» EXERCISE PROMPT: Please transcribe the data that follows, keeping every line exact.

» DATASET CONTENT:

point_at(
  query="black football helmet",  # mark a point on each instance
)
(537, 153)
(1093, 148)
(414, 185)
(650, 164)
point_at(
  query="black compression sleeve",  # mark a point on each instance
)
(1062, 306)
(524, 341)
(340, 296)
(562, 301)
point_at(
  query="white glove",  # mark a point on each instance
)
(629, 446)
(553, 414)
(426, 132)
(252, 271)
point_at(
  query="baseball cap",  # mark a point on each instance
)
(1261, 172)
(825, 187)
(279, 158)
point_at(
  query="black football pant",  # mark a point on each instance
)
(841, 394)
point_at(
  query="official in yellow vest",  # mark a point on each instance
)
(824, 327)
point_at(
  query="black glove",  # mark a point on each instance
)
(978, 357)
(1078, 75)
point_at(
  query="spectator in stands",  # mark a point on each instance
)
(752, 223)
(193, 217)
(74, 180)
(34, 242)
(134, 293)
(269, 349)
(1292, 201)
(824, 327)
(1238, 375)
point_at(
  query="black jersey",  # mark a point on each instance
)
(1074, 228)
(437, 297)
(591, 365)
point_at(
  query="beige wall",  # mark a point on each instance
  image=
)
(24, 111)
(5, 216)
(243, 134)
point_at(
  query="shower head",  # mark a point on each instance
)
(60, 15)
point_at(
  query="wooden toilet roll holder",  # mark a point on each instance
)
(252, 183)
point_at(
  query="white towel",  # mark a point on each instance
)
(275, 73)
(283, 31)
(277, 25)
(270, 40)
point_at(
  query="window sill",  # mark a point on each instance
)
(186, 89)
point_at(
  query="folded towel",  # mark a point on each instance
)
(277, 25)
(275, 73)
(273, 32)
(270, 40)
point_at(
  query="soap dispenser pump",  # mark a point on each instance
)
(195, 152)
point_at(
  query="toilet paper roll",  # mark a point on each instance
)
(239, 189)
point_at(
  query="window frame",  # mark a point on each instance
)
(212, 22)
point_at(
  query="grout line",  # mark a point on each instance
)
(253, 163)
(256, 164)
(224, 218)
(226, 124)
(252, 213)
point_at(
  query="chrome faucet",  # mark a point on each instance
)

» WRITTEN ANSWER:
point_at(
  query="black football helmet",  # mark a point on each instance
)
(537, 153)
(1093, 148)
(414, 185)
(650, 164)
point_at(
  query="black compression sleeve",  # mark a point on each instance
)
(1062, 306)
(524, 341)
(340, 296)
(562, 301)
point_at(
  query="white glove",  # mark a point on each instance
)
(629, 446)
(553, 414)
(426, 132)
(252, 271)
point_at(
  query="baseball cap",  # mark a point on each instance
)
(1261, 172)
(825, 187)
(279, 158)
point_at(
  query="black football pant",  # mark a point on each instance
)
(841, 394)
point_at(
  query="official in yellow vest",  # mark a point on each instance
)
(824, 327)
point_at(
  query="black glove",  # mark a point on each instance
)
(978, 357)
(1078, 75)
point_at(
  query="spectator in stands",  # mark a point on each instance
)
(752, 223)
(193, 217)
(74, 180)
(34, 242)
(134, 293)
(269, 349)
(1292, 201)
(824, 327)
(1238, 375)
point_at(
  query="black jersey",  # mark a point on each instance
)
(1074, 228)
(437, 297)
(591, 365)
point_at(
  query="beige wall",  # mark a point on each instance
  image=
)
(24, 111)
(5, 216)
(243, 134)
point_at(
  query="shower head",  # mark a point on each instance
)
(60, 15)
point_at(
  query="wooden toilet roll holder",  # mark a point on each instance
)
(252, 183)
point_at(
  query="white towel",  # mark a point on each instance
)
(275, 73)
(283, 31)
(277, 25)
(270, 40)
point_at(
  query="window sill",  # mark a point on each instance
)
(186, 89)
point_at(
  query="folded towel",  # mark a point on each instance
)
(277, 25)
(275, 73)
(273, 32)
(270, 40)
point_at(
  query="soap dispenser pump",  # mark a point on each instance
)
(195, 152)
point_at(
  query="toilet paper roll",  # mark a point on each instance
)
(239, 189)
point_at(
  query="window frame",  # mark a point on each instance
)
(212, 22)
point_at(
  query="grout line",  # mark a point on each instance
)
(253, 163)
(256, 164)
(224, 218)
(226, 124)
(252, 213)
point_at(
  query="chrome faucet",  # mark a point on each instance
)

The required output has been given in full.